■ Action item ■
Please give an exact transcription of the records shown below.

________

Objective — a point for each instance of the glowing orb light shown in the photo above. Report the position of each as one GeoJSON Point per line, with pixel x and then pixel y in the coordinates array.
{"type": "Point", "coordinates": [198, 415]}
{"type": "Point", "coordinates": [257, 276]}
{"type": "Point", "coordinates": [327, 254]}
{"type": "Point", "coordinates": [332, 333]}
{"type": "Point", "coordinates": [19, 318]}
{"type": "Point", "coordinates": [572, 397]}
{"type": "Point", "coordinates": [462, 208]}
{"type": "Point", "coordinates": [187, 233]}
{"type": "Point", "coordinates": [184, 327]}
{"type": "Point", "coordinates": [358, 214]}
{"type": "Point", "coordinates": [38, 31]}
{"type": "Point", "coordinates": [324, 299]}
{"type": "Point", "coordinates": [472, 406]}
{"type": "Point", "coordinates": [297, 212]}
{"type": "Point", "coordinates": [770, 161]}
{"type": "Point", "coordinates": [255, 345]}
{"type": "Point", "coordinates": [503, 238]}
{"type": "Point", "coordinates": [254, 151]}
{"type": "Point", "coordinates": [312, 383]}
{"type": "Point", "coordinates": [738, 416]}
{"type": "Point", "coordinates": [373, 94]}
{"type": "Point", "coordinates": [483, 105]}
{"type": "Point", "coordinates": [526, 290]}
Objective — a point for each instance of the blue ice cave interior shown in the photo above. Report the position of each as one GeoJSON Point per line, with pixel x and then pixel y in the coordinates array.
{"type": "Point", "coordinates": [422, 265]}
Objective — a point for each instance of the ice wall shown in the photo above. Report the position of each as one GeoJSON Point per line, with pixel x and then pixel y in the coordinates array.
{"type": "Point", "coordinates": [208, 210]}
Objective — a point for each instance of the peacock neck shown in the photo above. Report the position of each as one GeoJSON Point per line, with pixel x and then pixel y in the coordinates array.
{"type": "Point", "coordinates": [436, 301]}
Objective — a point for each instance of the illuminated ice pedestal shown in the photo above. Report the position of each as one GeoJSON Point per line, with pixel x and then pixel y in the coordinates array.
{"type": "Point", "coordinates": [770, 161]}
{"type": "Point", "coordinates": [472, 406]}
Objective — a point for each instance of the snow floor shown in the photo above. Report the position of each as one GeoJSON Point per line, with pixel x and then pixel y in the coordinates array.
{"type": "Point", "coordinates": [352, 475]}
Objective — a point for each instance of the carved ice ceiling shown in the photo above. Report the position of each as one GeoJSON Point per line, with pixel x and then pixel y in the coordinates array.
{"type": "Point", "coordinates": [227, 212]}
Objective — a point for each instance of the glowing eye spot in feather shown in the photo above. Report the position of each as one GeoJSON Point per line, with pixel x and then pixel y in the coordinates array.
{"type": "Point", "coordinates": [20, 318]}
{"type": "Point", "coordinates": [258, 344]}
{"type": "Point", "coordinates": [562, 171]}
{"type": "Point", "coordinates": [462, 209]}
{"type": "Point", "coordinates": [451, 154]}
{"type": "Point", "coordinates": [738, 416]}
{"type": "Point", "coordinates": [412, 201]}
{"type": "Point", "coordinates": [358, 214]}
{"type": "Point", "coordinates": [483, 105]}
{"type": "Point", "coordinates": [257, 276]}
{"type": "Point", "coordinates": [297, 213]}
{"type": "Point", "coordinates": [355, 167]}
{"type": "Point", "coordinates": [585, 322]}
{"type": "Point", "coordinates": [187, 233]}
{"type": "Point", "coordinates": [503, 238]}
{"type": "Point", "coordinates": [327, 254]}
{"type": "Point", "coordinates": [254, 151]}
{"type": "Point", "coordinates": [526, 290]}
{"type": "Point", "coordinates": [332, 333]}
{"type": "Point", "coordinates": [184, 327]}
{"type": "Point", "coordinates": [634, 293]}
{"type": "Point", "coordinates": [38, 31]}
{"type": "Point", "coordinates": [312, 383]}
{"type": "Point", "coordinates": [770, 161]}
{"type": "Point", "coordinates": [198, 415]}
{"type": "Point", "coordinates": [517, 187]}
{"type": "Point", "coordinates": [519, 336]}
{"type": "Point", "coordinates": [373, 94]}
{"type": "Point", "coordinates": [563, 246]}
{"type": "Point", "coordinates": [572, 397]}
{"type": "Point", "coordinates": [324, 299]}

________

■ Result for this task ■
Objective — a point for each instance of the glowing orb light shown in the photo above. Report the position of each as one GeoJSON Point per line, with pixel x and then pixel y in the coordinates array.
{"type": "Point", "coordinates": [198, 415]}
{"type": "Point", "coordinates": [257, 276]}
{"type": "Point", "coordinates": [327, 254]}
{"type": "Point", "coordinates": [332, 333]}
{"type": "Point", "coordinates": [19, 318]}
{"type": "Point", "coordinates": [572, 397]}
{"type": "Point", "coordinates": [462, 208]}
{"type": "Point", "coordinates": [187, 233]}
{"type": "Point", "coordinates": [184, 327]}
{"type": "Point", "coordinates": [358, 214]}
{"type": "Point", "coordinates": [38, 31]}
{"type": "Point", "coordinates": [324, 299]}
{"type": "Point", "coordinates": [472, 406]}
{"type": "Point", "coordinates": [297, 212]}
{"type": "Point", "coordinates": [770, 161]}
{"type": "Point", "coordinates": [255, 345]}
{"type": "Point", "coordinates": [503, 238]}
{"type": "Point", "coordinates": [254, 151]}
{"type": "Point", "coordinates": [312, 383]}
{"type": "Point", "coordinates": [738, 416]}
{"type": "Point", "coordinates": [373, 94]}
{"type": "Point", "coordinates": [483, 105]}
{"type": "Point", "coordinates": [526, 290]}
Objective — a point for each instance of the blue ice cave interior shown in the photo above. Report the position of each as one GeoJSON Point per line, with pixel x and then pixel y in the coordinates array.
{"type": "Point", "coordinates": [422, 265]}
Objective — a point for each instance of the ice wall shown in the photo above. Report the position of each as one GeoJSON Point per line, with pixel x and then pixel y in the coordinates array.
{"type": "Point", "coordinates": [208, 210]}
Objective — a point for each instance of the peacock neck shown in the photo above. Report the position of each as one GeoJSON Point per line, with pixel x and then pixel y in the coordinates array.
{"type": "Point", "coordinates": [436, 301]}
Objective — a point for each instance of the illuminated ice pedestal shown in the photo above. Report the position of each as one GeoJSON Point per line, with pixel x and then pixel y in the coordinates array.
{"type": "Point", "coordinates": [770, 161]}
{"type": "Point", "coordinates": [472, 406]}
Objective — a point for each instance of the snow floor shown in the photo above. Report the position of each as one GeoJSON Point per line, with pixel x and then pixel y in the coordinates array.
{"type": "Point", "coordinates": [352, 475]}
Objective — a point for each instance of the carved ice ceiling shown in the photo above. Report the position of each as one GeoJSON Point per line, with pixel x and then pixel y in the coordinates array.
{"type": "Point", "coordinates": [227, 212]}
Objective — a point for each instance of the glowing eye spot in feather shown in the photo above. Report the position of each as one GeoJSON Point per line, with pixel x and then pixel y in the coordinates array.
{"type": "Point", "coordinates": [20, 318]}
{"type": "Point", "coordinates": [258, 344]}
{"type": "Point", "coordinates": [562, 171]}
{"type": "Point", "coordinates": [462, 209]}
{"type": "Point", "coordinates": [451, 154]}
{"type": "Point", "coordinates": [738, 416]}
{"type": "Point", "coordinates": [412, 201]}
{"type": "Point", "coordinates": [358, 214]}
{"type": "Point", "coordinates": [483, 105]}
{"type": "Point", "coordinates": [257, 276]}
{"type": "Point", "coordinates": [297, 213]}
{"type": "Point", "coordinates": [355, 167]}
{"type": "Point", "coordinates": [585, 322]}
{"type": "Point", "coordinates": [187, 233]}
{"type": "Point", "coordinates": [503, 238]}
{"type": "Point", "coordinates": [327, 254]}
{"type": "Point", "coordinates": [254, 151]}
{"type": "Point", "coordinates": [526, 290]}
{"type": "Point", "coordinates": [332, 333]}
{"type": "Point", "coordinates": [184, 327]}
{"type": "Point", "coordinates": [634, 293]}
{"type": "Point", "coordinates": [38, 31]}
{"type": "Point", "coordinates": [312, 383]}
{"type": "Point", "coordinates": [770, 161]}
{"type": "Point", "coordinates": [198, 415]}
{"type": "Point", "coordinates": [517, 187]}
{"type": "Point", "coordinates": [519, 336]}
{"type": "Point", "coordinates": [373, 94]}
{"type": "Point", "coordinates": [563, 246]}
{"type": "Point", "coordinates": [572, 397]}
{"type": "Point", "coordinates": [324, 299]}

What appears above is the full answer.